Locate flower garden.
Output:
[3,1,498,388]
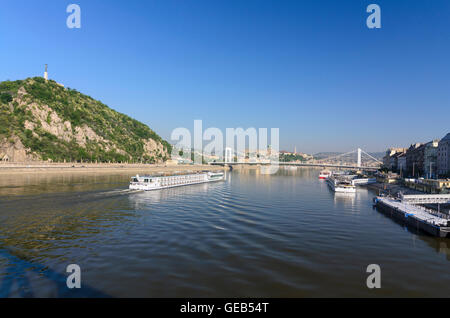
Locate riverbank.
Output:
[0,163,228,175]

- _Exercise details_
Write out the rows above word for word, leaving out the pictures.

- _Response for this exercise_
Locate flower garden.
Output:
[3,1,498,388]
Locate riverbank.
Output:
[0,163,228,175]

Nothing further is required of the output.